_Exercise task_
Continue the forum thread about cheating in school, starting after its final post.

_Quoted text_
==============================

I'm just going to say yes because it wouldn't be something I wouldn't do in college, but I honestly don't remember doing it.

College grades depend on so many factors: the teacher, class size, notes, deadlines, absences/tardies, study habits, where to get your information, study partners, cooperation for groups, etc, etc. Those who are in college and are doing fairly well, I wouldn't expect them not to cheat on some days because of the demands it holds. However, college is set up in a way that also demands that you clearly understand the material in some way without cheating or you'll fail anyway, so they got it down pretty pat with the system.

Heck, if I could do it more often I would! There are so many times when you can't understand the teachers, can't stop the class to fulfill your questions and a variety of other factors that conclude your crappy-*** grade, so I find it suitable darn-it!:mum:b


----------



## whiterabbit (Jan 20, 2006)

Just once. I plagiarised a short story in school (aged about 15) when I couldn't be bothered to think for myself. And by plagiarised, I mean I completely stole it without even trying to disguise it at all. It didn't count for anything and I got the same grade for it that I got for everything else that I did myself, but I still felt guilty. 

I'm not quite sure how I got away with it because I put no thought into my cunning plan at all. I just lifted the whole thing off some random place on the internet, gave it quick glance, copied and pasted it into Word, and printed it out. It was only when I got it back that I realised it had been written by an American - all the spellings were American and there were words like "sidewalk" instead of "pavement", and "fall" instead of "autumn". That must have seemed suspicious. But my teacher had just written praise all over it, and she'd underlined one part and written "Arthur Conan Doyle!!!" in the margin, so apparently there was some kind of reference to something he'd written in there. It made me think, what if I'd stolen a short story which had heavily plagiarised Arthur Conan Doyle. Then I would have got my comeuppance!

Anyway, I remain un-proud of myself to this day.


----------



## Misanthropic (Jun 25, 2010)

I never looked at anyone else's paper but I would glance at pages with information on them.


----------



## Toad Licker (Nov 2, 2007)

Nope.


----------



## foe (Oct 10, 2010)

Once in junior high. 

I also wrote an essay for buddy in college, if that's cheating then make it twice. He got an 85 out of my paper. lol


----------



## mrbojangles (Oct 8, 2009)

LaRibbon said:


> A lot. I had contempt for highschool and didn't take exams seriously. Cheating was rife in school anyway, so it was hard not to get embroiled in it.
> 
> In uni I never cheated though, mainly because I enjoyed what I studied and actually wanted to learn the material.


I was the exact same way, I was paying for college so I actually put effort into learning the material. I constantly cheated in high school though, I would paraphrase book reports off the internet, write math equations on the edge of my desk, etc. I honestly just didn't care.


----------



## CabecitaSilenciosa (Jun 8, 2010)

Not really.


----------



## farfegnugen (Aug 16, 2010)

No, at least not directly. I even had the answer key for an essay final in herpetology sitting right in front of me with no one around to catch if I had wanted to cheat.

We used to pass old tests and quizzes around in Organic, which were pretty the same as the newer ones. I don't think it bothered the professor.


----------



## pita (Jan 17, 2004)

I voted 'no', but then I remembered about the time I invented sources in journalism school (for class, not for the newspaper, mind) because I was too nervous to interview people. So I guess I should have voted 'maybe once or twice'.

==============================

_Data extract_
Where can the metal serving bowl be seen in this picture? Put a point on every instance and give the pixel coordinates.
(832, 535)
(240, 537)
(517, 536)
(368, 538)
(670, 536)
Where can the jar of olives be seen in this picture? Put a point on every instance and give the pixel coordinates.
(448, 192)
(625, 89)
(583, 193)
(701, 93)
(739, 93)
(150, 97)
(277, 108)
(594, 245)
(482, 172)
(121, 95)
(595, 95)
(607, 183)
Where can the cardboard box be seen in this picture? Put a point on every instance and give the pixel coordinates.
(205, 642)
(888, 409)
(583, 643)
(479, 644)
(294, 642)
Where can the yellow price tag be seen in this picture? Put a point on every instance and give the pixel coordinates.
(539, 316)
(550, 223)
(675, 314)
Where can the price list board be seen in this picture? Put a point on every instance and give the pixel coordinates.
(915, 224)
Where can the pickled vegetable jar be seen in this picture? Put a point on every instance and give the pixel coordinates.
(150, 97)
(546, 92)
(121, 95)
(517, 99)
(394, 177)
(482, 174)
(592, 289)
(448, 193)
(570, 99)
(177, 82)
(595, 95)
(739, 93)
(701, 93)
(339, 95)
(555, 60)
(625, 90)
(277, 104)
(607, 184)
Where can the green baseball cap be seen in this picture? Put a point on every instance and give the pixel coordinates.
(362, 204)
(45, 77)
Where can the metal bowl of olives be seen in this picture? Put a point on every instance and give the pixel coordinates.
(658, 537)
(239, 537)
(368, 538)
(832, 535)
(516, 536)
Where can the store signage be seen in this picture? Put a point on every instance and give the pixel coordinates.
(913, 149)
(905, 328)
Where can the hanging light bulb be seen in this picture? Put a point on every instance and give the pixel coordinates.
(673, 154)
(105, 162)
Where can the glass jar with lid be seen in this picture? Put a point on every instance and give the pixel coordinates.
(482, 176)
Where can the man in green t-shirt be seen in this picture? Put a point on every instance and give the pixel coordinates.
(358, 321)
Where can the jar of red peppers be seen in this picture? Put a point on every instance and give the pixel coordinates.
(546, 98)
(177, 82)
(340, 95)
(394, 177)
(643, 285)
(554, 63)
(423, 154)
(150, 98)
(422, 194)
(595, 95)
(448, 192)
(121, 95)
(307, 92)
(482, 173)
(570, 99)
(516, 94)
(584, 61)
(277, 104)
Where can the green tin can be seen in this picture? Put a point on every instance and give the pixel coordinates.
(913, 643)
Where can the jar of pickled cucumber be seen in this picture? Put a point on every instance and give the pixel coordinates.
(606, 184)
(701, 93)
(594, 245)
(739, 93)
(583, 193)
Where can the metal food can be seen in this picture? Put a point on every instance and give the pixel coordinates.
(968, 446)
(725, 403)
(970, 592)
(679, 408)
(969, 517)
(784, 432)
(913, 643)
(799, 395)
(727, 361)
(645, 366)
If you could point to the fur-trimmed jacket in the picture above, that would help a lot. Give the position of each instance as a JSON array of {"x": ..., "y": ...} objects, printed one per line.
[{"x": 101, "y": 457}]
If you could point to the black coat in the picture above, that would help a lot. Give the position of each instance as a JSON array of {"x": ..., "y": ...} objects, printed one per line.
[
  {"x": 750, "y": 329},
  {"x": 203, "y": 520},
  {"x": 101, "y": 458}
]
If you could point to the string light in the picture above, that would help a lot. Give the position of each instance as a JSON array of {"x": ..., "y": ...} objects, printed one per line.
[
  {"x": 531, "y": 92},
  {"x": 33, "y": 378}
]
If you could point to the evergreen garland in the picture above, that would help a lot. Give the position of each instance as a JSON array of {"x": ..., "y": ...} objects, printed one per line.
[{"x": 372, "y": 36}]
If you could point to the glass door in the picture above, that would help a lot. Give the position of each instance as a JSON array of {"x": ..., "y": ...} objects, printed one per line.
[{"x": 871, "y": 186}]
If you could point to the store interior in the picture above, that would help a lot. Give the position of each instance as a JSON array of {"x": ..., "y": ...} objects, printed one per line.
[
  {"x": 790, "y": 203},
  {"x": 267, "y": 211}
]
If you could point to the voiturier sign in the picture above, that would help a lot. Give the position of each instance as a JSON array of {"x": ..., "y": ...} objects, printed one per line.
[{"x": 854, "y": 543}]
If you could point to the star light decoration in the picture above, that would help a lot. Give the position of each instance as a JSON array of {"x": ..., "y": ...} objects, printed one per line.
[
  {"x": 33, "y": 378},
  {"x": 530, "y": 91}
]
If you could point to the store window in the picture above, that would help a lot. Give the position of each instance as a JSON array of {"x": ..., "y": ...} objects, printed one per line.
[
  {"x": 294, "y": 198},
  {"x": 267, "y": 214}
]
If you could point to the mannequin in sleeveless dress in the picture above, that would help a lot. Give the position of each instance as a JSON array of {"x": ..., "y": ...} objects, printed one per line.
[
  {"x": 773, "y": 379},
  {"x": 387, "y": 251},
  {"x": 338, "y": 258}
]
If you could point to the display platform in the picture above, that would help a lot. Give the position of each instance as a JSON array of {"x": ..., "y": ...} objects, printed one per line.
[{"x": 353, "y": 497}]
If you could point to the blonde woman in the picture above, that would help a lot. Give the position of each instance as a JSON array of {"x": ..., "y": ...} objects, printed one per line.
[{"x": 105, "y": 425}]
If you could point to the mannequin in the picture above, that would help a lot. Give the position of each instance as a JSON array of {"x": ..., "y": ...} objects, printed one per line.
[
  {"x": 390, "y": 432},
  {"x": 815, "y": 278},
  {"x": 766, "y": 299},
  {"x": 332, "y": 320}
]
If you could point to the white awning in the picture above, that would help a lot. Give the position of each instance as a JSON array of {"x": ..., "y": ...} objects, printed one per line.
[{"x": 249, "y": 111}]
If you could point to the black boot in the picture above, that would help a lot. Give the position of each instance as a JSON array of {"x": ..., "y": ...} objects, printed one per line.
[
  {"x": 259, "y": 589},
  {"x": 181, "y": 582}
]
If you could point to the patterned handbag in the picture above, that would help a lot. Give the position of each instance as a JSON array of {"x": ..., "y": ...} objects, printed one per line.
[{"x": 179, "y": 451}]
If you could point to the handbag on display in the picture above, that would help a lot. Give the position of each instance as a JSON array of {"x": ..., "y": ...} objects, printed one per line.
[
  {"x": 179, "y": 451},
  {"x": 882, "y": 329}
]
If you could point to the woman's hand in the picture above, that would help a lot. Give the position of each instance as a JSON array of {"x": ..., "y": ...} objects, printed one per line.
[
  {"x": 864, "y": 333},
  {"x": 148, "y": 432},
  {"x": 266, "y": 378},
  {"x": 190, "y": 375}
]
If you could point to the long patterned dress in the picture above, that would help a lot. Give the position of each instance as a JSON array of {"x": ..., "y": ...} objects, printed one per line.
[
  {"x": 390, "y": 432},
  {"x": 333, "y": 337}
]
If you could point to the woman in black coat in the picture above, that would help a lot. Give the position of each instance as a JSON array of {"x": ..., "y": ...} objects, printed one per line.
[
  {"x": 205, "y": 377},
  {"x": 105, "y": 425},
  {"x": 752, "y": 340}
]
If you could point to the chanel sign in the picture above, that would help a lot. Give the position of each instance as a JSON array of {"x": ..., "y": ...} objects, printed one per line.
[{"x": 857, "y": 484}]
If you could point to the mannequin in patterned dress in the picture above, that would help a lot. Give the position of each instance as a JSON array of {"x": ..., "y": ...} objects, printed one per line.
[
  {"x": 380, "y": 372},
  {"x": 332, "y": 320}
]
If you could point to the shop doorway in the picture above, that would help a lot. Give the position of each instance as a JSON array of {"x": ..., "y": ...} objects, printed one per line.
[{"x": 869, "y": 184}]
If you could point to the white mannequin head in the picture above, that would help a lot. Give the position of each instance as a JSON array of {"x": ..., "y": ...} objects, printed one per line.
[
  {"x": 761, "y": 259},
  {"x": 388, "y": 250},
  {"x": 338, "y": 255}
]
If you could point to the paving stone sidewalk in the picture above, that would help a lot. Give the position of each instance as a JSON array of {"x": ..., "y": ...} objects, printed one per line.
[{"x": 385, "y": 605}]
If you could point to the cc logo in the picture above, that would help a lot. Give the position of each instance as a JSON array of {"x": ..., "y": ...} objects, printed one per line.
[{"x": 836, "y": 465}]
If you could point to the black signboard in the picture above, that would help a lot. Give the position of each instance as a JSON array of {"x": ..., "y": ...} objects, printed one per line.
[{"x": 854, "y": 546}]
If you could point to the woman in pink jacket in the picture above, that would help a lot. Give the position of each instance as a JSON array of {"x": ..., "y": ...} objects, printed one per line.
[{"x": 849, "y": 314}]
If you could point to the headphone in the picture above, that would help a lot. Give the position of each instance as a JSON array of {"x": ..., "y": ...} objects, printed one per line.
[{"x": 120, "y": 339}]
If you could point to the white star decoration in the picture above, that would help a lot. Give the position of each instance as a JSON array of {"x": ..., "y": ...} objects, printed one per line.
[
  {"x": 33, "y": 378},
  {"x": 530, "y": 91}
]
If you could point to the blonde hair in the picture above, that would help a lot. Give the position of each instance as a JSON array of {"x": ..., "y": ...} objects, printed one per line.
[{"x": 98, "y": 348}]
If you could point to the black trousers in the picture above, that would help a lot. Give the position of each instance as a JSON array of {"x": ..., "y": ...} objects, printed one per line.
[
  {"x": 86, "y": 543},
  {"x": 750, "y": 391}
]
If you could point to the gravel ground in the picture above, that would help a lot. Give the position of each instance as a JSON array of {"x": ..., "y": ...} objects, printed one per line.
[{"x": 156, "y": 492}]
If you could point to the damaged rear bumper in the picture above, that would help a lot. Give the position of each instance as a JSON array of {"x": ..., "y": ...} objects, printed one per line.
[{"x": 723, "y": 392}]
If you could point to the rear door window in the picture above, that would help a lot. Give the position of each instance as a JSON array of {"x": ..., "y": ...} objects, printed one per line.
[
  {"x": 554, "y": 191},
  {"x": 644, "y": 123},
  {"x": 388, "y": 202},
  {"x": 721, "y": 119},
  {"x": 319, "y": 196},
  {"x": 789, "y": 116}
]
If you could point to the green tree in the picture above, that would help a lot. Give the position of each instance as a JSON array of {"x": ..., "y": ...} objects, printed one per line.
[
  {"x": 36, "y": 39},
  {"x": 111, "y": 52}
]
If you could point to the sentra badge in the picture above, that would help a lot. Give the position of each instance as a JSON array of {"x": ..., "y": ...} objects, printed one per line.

==============================

_Expected answer_
----------



## Jnmcda0 (Nov 28, 2003)

I cheated one time on a vocabulary test in second grade. That's the only time I can recall.


----------



## layitontheline (Aug 19, 2009)

Nope. Cheating is for the weak.


----------



## AussiePea (Mar 27, 2007)

layitontheline said:


> Nope. Cheating is for the weak.


Or just the lazy lol.


----------



## racingmind (Sep 26, 2010)

I didn't cheat when my SA was at its peak because I was scared as **** regret till this day that I didn't start cheating earlier. everyone in college cheats and none of the stuff you learn will be used unless you are a math/engineering major.

if I didn't cut corners I would be buried in my book 247 with no life


----------



## AussiePea (Mar 27, 2007)

racingmind said:


> I didn't cheat when my SA was at its peak because I was scared as **** regret till this day that I didn't start cheating earlier. everyone in college cheats and none of the stuff you learn will be used unless you are a math/engineering major.
> 
> if I didn't cut corners I would be buried in my book 247 with no life


Even with an engineering major you use very, very little. It's the fundamentals which are important, but you pick those up through general learning and assignments through Uni and not really the exam contents themselves.

As i have said, exams are ****ing useless.


----------



## liso (Aug 15, 2010)

In high school I did once in a while. I remember one time my friend drew this picture that had deeper meaning (the answers) on it and put in on the floor in between us. And I remember writing formulas on the desk before the tests were given out so I wouldn't forget. :/


----------



## sash (Nov 16, 2009)

:no


----------



## i have a secret (Oct 13, 2010)

Sometimes lol.


----------



## Perfectionist (Mar 19, 2004)

I'm amazed at how many people cheat in this thread.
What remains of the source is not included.